- Records to use -
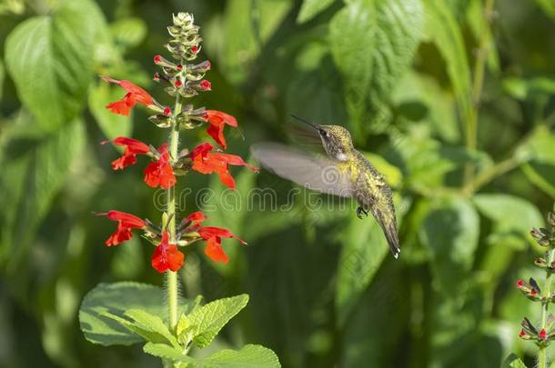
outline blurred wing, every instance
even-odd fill
[[[306,188],[343,197],[352,194],[348,173],[331,160],[270,143],[255,144],[251,152],[262,166]]]

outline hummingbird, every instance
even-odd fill
[[[340,125],[320,125],[291,117],[316,130],[325,154],[318,156],[295,148],[262,143],[251,147],[262,166],[285,179],[320,193],[354,198],[357,216],[371,213],[395,258],[400,253],[391,188],[384,176],[353,145],[348,131]]]

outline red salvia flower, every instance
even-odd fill
[[[101,144],[106,144],[108,142],[110,141],[104,141]],[[146,154],[150,152],[148,145],[136,139],[118,136],[111,142],[116,145],[126,147],[124,154],[112,162],[114,170],[122,170],[124,167],[135,164],[137,154]]]
[[[234,235],[229,230],[220,227],[204,226],[197,230],[200,236],[207,241],[205,254],[207,254],[214,262],[223,262],[227,264],[229,259],[222,248],[222,237],[236,238],[244,244],[247,244],[243,239]]]
[[[127,91],[127,94],[121,100],[106,105],[106,108],[114,114],[127,116],[129,111],[131,111],[131,108],[136,104],[142,104],[146,106],[156,104],[154,99],[146,91],[129,81],[118,81],[109,76],[103,76],[102,79],[106,82],[119,85],[119,86]]]
[[[152,267],[160,274],[167,270],[176,272],[183,266],[184,259],[185,254],[177,250],[176,244],[169,244],[169,234],[165,231],[160,244],[152,254]]]
[[[235,189],[235,180],[229,174],[230,164],[235,166],[247,166],[249,170],[257,172],[258,169],[247,164],[235,154],[211,153],[214,147],[209,143],[197,145],[190,154],[193,159],[193,170],[200,174],[216,173],[222,184],[230,189]]]
[[[223,149],[226,149],[226,138],[224,136],[224,127],[226,124],[233,127],[237,126],[237,121],[235,117],[217,110],[207,110],[205,118],[210,123],[207,128],[207,133],[214,138]]]
[[[106,241],[106,245],[117,245],[133,237],[131,229],[143,229],[146,226],[146,223],[136,217],[134,214],[120,211],[109,211],[105,214],[97,214],[101,216],[106,216],[112,221],[117,221],[117,230]]]
[[[212,89],[212,84],[210,83],[210,81],[208,81],[207,79],[200,82],[198,84],[198,85],[200,85],[200,88],[202,88],[205,91],[210,91]]]
[[[164,189],[171,188],[176,184],[176,175],[170,163],[167,144],[162,144],[158,152],[158,160],[148,164],[145,169],[145,183],[153,188],[158,185]]]
[[[207,216],[200,211],[194,212],[187,217],[187,221],[190,221],[193,226],[200,224],[206,219]]]
[[[191,222],[188,225],[188,232],[197,232],[203,240],[207,241],[205,254],[214,262],[223,262],[227,264],[229,258],[222,248],[222,238],[236,238],[244,244],[243,239],[236,236],[229,230],[215,226],[201,226],[200,224],[207,219],[207,216],[200,211],[189,214],[186,221]]]

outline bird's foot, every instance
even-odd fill
[[[365,217],[368,216],[368,212],[362,207],[357,208],[357,217],[362,220],[362,214],[364,214]]]

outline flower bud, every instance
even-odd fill
[[[152,115],[148,117],[155,125],[159,128],[169,128],[171,126],[171,119],[169,116],[166,116],[162,114],[157,114],[156,115]]]
[[[544,227],[533,228],[530,234],[541,246],[550,246],[553,241],[553,234]]]
[[[198,84],[198,86],[204,91],[210,91],[212,89],[212,84],[207,79],[204,79]]]
[[[540,333],[538,333],[538,337],[540,338],[540,340],[546,340],[548,338],[547,331],[545,331],[545,329],[543,328],[540,330]]]

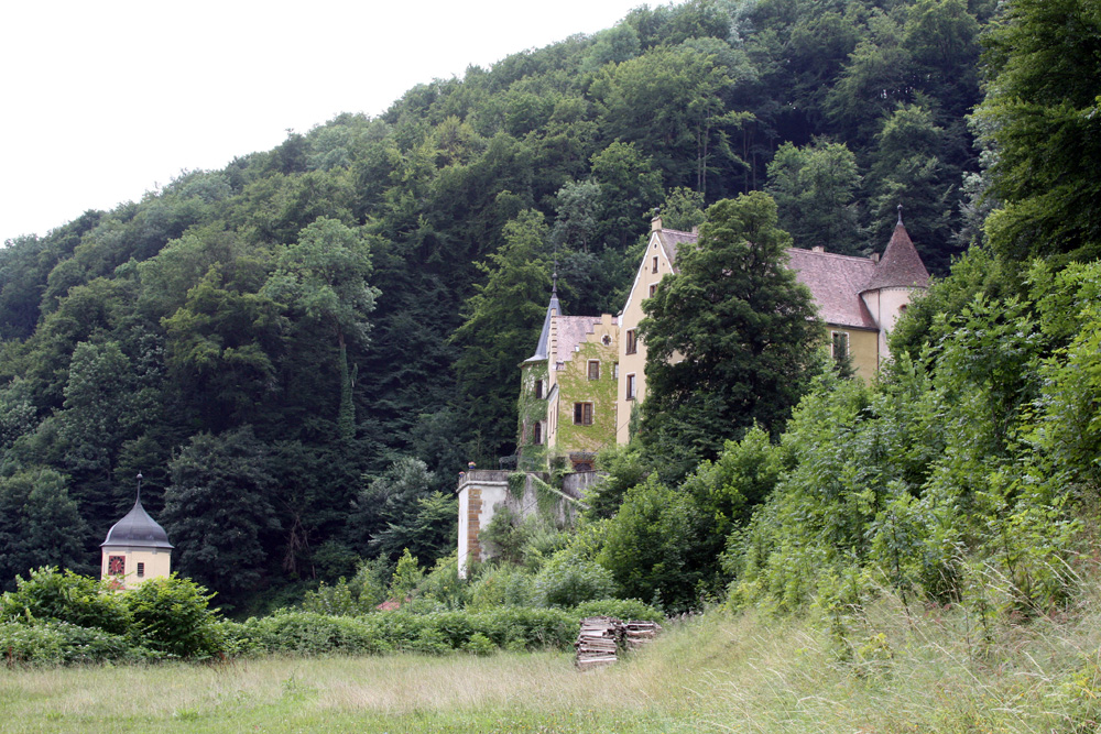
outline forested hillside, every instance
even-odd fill
[[[0,579],[90,571],[139,471],[176,568],[227,607],[405,547],[430,562],[450,549],[457,471],[514,449],[552,253],[567,313],[615,313],[654,207],[690,227],[764,189],[797,247],[861,253],[882,250],[902,202],[946,274],[992,206],[980,158],[1002,123],[967,116],[994,9],[642,7],[10,241]],[[1076,150],[1068,165],[1090,160]],[[1012,174],[995,193],[1048,179]],[[1032,231],[999,221],[1014,242]],[[1081,238],[1062,234],[1073,253]],[[915,359],[935,321],[918,316]]]

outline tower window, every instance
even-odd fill
[[[849,357],[849,332],[848,331],[831,331],[830,332],[830,352],[833,354],[833,359],[843,360]]]

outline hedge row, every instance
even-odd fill
[[[641,602],[608,600],[569,611],[510,606],[482,612],[397,611],[363,616],[283,611],[243,623],[225,622],[222,631],[230,654],[244,655],[565,650],[577,638],[580,620],[598,614],[655,622],[661,618],[658,612]]]

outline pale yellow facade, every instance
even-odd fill
[[[631,440],[631,418],[636,406],[646,397],[646,346],[636,336],[639,324],[645,318],[643,300],[654,293],[666,275],[676,272],[678,247],[695,247],[697,233],[666,230],[662,220],[653,221],[646,254],[639,264],[626,304],[620,314],[620,366],[617,393],[615,441],[623,445]],[[892,255],[892,248],[894,248]],[[883,255],[852,258],[826,253],[820,248],[811,251],[788,250],[800,265],[792,265],[800,283],[815,298],[819,317],[825,321],[825,338],[831,351],[847,353],[854,372],[863,380],[875,377],[883,360],[890,357],[887,335],[906,309],[911,298],[924,291],[928,273],[905,232],[900,216],[895,234]],[[893,260],[892,260],[893,258]],[[909,259],[909,262],[905,262]],[[874,274],[889,264],[898,270],[900,260],[905,266],[904,284],[875,282]],[[800,270],[802,267],[802,270]],[[889,267],[890,270],[890,267]],[[866,283],[866,287],[860,284]],[[835,357],[842,354],[835,351]],[[682,359],[674,354],[674,361]]]
[[[663,277],[673,272],[673,263],[657,231],[651,232],[646,255],[639,264],[634,285],[620,315],[619,385],[615,397],[615,442],[631,439],[631,414],[646,397],[646,346],[637,338],[639,322],[645,318],[642,302],[648,298]]]
[[[103,547],[100,578],[115,578],[122,588],[133,589],[149,579],[164,579],[172,573],[172,551],[164,548]],[[121,559],[122,573],[112,573],[112,561]],[[116,566],[117,568],[117,566]]]
[[[853,371],[865,382],[871,382],[880,369],[880,332],[830,325],[827,325],[827,329],[830,350],[836,348],[835,335],[846,335]],[[840,358],[842,355],[835,352],[832,357]]]

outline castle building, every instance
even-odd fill
[[[665,229],[655,217],[618,317],[565,316],[557,287],[552,291],[535,353],[520,365],[516,469],[542,472],[562,460],[574,472],[566,478],[564,493],[584,501],[585,487],[593,481],[597,451],[630,440],[632,418],[646,396],[646,346],[637,337],[639,322],[645,318],[642,303],[654,295],[662,278],[677,273],[677,253],[698,242],[698,232]],[[871,380],[889,357],[886,339],[895,321],[929,282],[902,222],[902,207],[882,258],[839,255],[821,248],[791,248],[787,258],[797,280],[810,291],[832,355],[849,360],[858,375]],[[510,474],[470,471],[459,481],[462,576],[468,562],[489,557],[479,534],[499,507],[522,516],[532,512],[531,487],[514,495]]]
[[[565,316],[550,293],[535,353],[521,366],[517,468],[563,458],[589,471],[615,437],[619,322],[610,314]]]
[[[100,544],[100,578],[115,579],[121,589],[132,589],[146,579],[172,573],[172,544],[168,534],[150,517],[141,504],[141,474],[133,508],[107,533]]]
[[[677,272],[677,252],[696,247],[699,233],[651,223],[646,254],[639,264],[634,284],[620,314],[619,386],[615,440],[631,438],[632,412],[646,396],[646,346],[636,336],[645,318],[642,302],[654,295],[663,277]],[[799,283],[810,291],[818,316],[826,325],[836,359],[849,359],[857,374],[871,380],[890,357],[887,335],[906,310],[911,298],[928,287],[929,272],[909,233],[898,221],[883,256],[854,258],[826,252],[822,248],[787,250],[788,265]]]

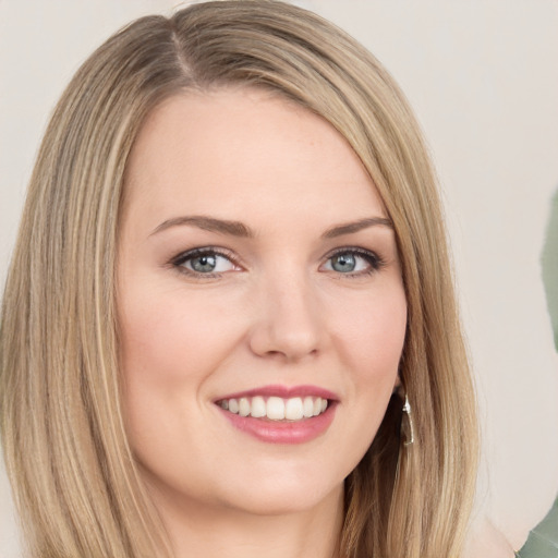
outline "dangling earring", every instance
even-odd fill
[[[401,438],[403,439],[403,446],[407,447],[414,444],[413,415],[411,413],[411,403],[409,403],[409,397],[407,393],[402,411],[403,416],[401,417]]]

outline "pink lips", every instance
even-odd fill
[[[318,416],[310,418],[303,418],[294,422],[279,422],[270,421],[269,418],[254,418],[252,416],[240,416],[221,409],[223,416],[239,430],[242,430],[260,441],[271,444],[304,444],[317,438],[323,434],[331,424],[335,417],[336,408],[338,403],[337,396],[317,386],[265,386],[257,389],[251,389],[247,391],[240,391],[230,393],[225,397],[220,397],[215,402],[222,401],[225,399],[240,399],[242,397],[251,398],[260,396],[264,398],[268,397],[280,397],[283,399],[294,397],[320,397],[322,399],[328,400],[328,407],[325,412]]]

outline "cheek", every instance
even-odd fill
[[[338,317],[340,354],[363,389],[397,377],[407,331],[407,301],[402,286],[363,296]]]
[[[142,378],[172,388],[204,376],[234,344],[233,317],[218,302],[142,292],[149,295],[131,292],[121,301],[121,364],[129,381]]]

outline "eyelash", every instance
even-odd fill
[[[362,270],[362,271],[345,272],[345,274],[339,271],[339,272],[337,272],[339,278],[341,278],[341,277],[359,278],[359,277],[363,277],[363,276],[371,276],[371,275],[379,271],[386,265],[386,262],[375,252],[371,252],[368,250],[354,247],[354,246],[344,246],[344,247],[337,248],[333,252],[331,252],[330,254],[328,254],[326,260],[329,262],[332,258],[335,258],[336,256],[341,256],[343,254],[351,254],[351,255],[355,255],[357,257],[362,257],[363,259],[365,259],[368,263],[369,268],[366,270]],[[184,267],[184,264],[186,262],[194,259],[195,257],[202,257],[202,256],[225,257],[232,265],[239,266],[238,262],[235,260],[235,258],[231,252],[223,250],[223,248],[214,247],[214,246],[206,246],[206,247],[202,247],[202,248],[190,250],[187,252],[182,252],[181,254],[179,254],[178,256],[172,258],[170,260],[170,264],[178,272],[186,275],[189,277],[196,278],[196,279],[221,278],[223,272],[203,274],[203,272],[195,271],[193,269],[187,269],[186,267]],[[335,270],[332,270],[332,271],[336,272]]]

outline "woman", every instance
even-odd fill
[[[0,347],[32,556],[461,554],[476,426],[434,174],[391,77],[304,10],[196,4],[85,62]]]

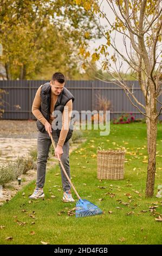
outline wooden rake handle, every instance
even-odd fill
[[[52,144],[53,144],[53,147],[54,147],[54,150],[55,150],[56,147],[55,147],[54,141],[54,139],[53,139],[53,136],[52,136],[52,135],[51,135],[51,135],[50,135],[50,138],[51,138],[51,142],[52,142]],[[57,159],[57,160],[58,160],[59,162],[60,162],[60,164],[61,164],[61,167],[62,167],[62,169],[63,169],[63,172],[64,172],[64,175],[66,175],[66,178],[67,178],[67,179],[68,179],[69,182],[70,183],[70,185],[71,185],[72,187],[73,187],[73,190],[74,190],[74,191],[75,192],[75,194],[76,194],[77,197],[79,199],[80,199],[81,198],[80,198],[80,197],[79,196],[79,195],[78,194],[78,193],[77,193],[77,192],[76,191],[76,189],[75,188],[75,187],[74,187],[74,185],[73,185],[73,183],[72,182],[70,179],[69,177],[68,176],[68,174],[67,174],[67,172],[66,172],[66,170],[65,170],[65,169],[64,169],[64,167],[63,167],[63,165],[62,164],[62,163],[61,160],[59,160],[58,159]]]

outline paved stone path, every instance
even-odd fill
[[[37,139],[0,138],[0,165],[18,156],[27,157],[36,147]]]

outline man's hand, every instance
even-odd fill
[[[48,121],[46,121],[46,122],[44,124],[44,127],[46,131],[48,133],[49,137],[50,137],[50,135],[52,132],[52,127],[51,125],[49,123],[48,123]]]
[[[61,156],[61,155],[62,155],[63,153],[62,148],[61,146],[59,146],[59,145],[56,147],[55,150],[55,156],[57,157],[59,161],[60,161],[60,157]]]

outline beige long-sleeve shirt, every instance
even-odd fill
[[[40,107],[41,103],[41,89],[42,85],[40,86],[36,93],[31,108],[31,111],[34,115],[44,125],[46,121],[48,121],[42,115],[40,111]],[[48,122],[51,124],[54,117],[52,116],[52,113],[54,109],[55,105],[56,103],[57,99],[57,95],[51,92],[51,105],[50,108],[49,119]],[[57,145],[63,147],[63,145],[66,140],[67,135],[68,132],[68,128],[69,127],[70,121],[72,116],[72,112],[73,109],[73,101],[70,100],[64,107],[64,110],[62,113],[62,129],[60,132],[60,137]]]

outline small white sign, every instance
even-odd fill
[[[158,186],[158,193],[156,197],[161,198],[162,197],[162,185],[159,185]]]
[[[1,185],[0,185],[0,198],[3,198],[3,195],[2,195],[2,186]]]
[[[0,56],[3,56],[3,47],[2,44],[0,44]]]

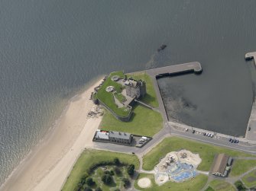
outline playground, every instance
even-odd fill
[[[201,161],[198,154],[190,151],[170,152],[154,167],[154,180],[158,185],[167,181],[184,182],[197,175],[196,167]]]

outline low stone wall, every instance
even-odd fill
[[[128,122],[130,121],[130,119],[132,115],[132,111],[131,111],[131,107],[129,107],[130,113],[127,116],[120,116],[118,115],[117,115],[115,112],[113,112],[108,106],[106,106],[103,102],[102,102],[99,98],[98,98],[98,101],[99,103],[101,104],[102,106],[103,106],[105,109],[107,109],[109,111],[111,112],[111,113],[112,113],[112,115],[118,120],[120,121],[123,121],[123,122]]]
[[[93,138],[92,138],[92,142],[107,142],[107,143],[112,143],[112,144],[117,144],[117,145],[126,145],[126,146],[132,146],[131,144],[127,144],[127,143],[122,143],[122,142],[112,142],[112,141],[107,141],[107,140],[104,140],[104,139],[101,139],[101,138],[96,138],[96,132],[94,134]],[[132,142],[132,140],[131,140]]]

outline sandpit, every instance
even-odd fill
[[[148,188],[151,186],[151,180],[149,178],[141,178],[138,181],[138,185],[141,188]]]

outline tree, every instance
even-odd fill
[[[112,178],[109,174],[104,174],[102,177],[102,180],[105,184],[110,184],[111,182],[112,181]]]
[[[133,175],[134,173],[134,164],[129,164],[128,167],[127,167],[127,173],[129,174],[129,175]]]
[[[114,158],[114,164],[115,165],[120,165],[120,161],[119,161],[119,159],[118,158]]]
[[[87,179],[86,179],[86,183],[87,183],[87,185],[88,185],[89,186],[92,186],[92,185],[94,184],[94,182],[93,182],[93,180],[92,180],[92,178],[91,178],[91,177],[87,178]]]
[[[122,171],[121,171],[120,168],[118,167],[114,167],[114,171],[115,171],[116,175],[121,175],[122,174]]]
[[[123,178],[122,180],[124,183],[125,188],[127,188],[130,186],[131,183],[130,183],[130,180],[128,178]]]
[[[85,187],[84,191],[92,191],[92,189],[89,187]]]

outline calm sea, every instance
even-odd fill
[[[255,7],[239,0],[2,0],[0,184],[67,100],[113,70],[199,61],[201,75],[160,81],[173,103],[169,116],[243,135],[255,69],[244,56],[256,51]],[[162,43],[167,48],[157,54]]]

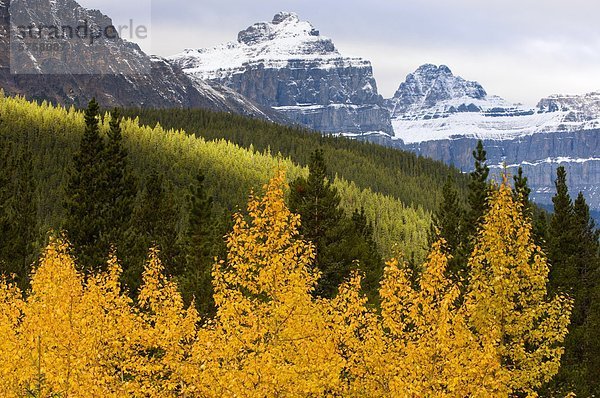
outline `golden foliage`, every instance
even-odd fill
[[[235,216],[200,323],[150,251],[136,301],[115,258],[84,277],[50,242],[27,298],[0,281],[2,397],[508,397],[558,369],[570,301],[547,299],[545,257],[505,184],[490,198],[466,297],[444,242],[419,274],[388,262],[381,314],[357,273],[312,295],[314,247],[285,205],[283,172]]]
[[[509,392],[536,396],[558,372],[573,303],[547,297],[547,258],[506,176],[489,204],[469,261],[467,308],[477,334],[497,344]]]

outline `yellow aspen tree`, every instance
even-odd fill
[[[188,362],[196,339],[199,316],[192,303],[185,309],[175,282],[164,275],[158,250],[150,251],[142,276],[139,316],[142,325],[134,336],[140,355],[131,372],[134,396],[192,396],[191,364]]]
[[[471,332],[446,278],[443,242],[432,248],[413,286],[407,266],[388,262],[381,284],[386,331],[382,382],[394,397],[506,396],[493,346]]]
[[[361,293],[361,279],[355,272],[340,285],[333,300],[321,300],[321,305],[329,308],[338,355],[344,361],[340,387],[335,394],[340,397],[389,396],[389,388],[381,382],[383,329],[378,315],[367,307],[367,298]]]
[[[536,396],[560,366],[572,301],[549,298],[546,255],[506,176],[492,190],[469,266],[467,308],[478,336],[497,344],[511,395]]]
[[[123,293],[122,274],[116,257],[109,258],[106,272],[87,278],[82,297],[81,328],[87,331],[90,362],[79,379],[76,396],[122,397],[132,394],[132,367],[138,354],[136,340],[141,322],[132,300]]]
[[[227,261],[214,268],[217,315],[199,332],[193,361],[200,396],[326,396],[342,360],[327,314],[312,298],[313,246],[285,205],[285,174],[235,216]]]
[[[0,92],[0,96],[2,93]],[[17,334],[23,311],[21,291],[13,284],[0,279],[0,396],[15,396],[15,387],[22,385],[24,358],[21,355],[20,337]]]

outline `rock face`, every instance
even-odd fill
[[[535,108],[489,96],[481,85],[424,65],[407,77],[394,98],[395,136],[372,138],[452,164],[473,167],[472,151],[484,142],[488,163],[499,173],[523,167],[532,197],[551,205],[556,168],[565,166],[569,187],[600,209],[600,94],[554,95]]]
[[[406,77],[406,81],[400,85],[394,97],[386,101],[386,105],[392,111],[392,117],[400,117],[406,113],[436,108],[449,100],[463,100],[467,107],[466,103],[469,101],[483,100],[486,97],[487,93],[479,83],[454,76],[445,65],[425,64]],[[448,107],[450,106],[452,105]],[[469,110],[474,109],[465,108],[465,111]]]
[[[343,57],[294,13],[250,26],[237,42],[189,49],[170,60],[190,76],[222,84],[324,133],[392,133],[371,64]]]
[[[90,29],[110,26],[112,21],[74,0],[12,2],[0,1],[0,88],[9,95],[75,106],[85,106],[96,97],[106,107],[199,107],[285,121],[233,90],[190,79],[177,66],[148,56],[136,44],[119,37],[101,38],[93,44],[66,40],[59,57],[19,47],[26,44],[27,37],[21,39],[15,29],[27,26],[28,20],[71,27],[87,21]]]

- Requirement -
Give only the number of lines in the material that contain the string "tree". Case counts.

- Answer to this exercise -
2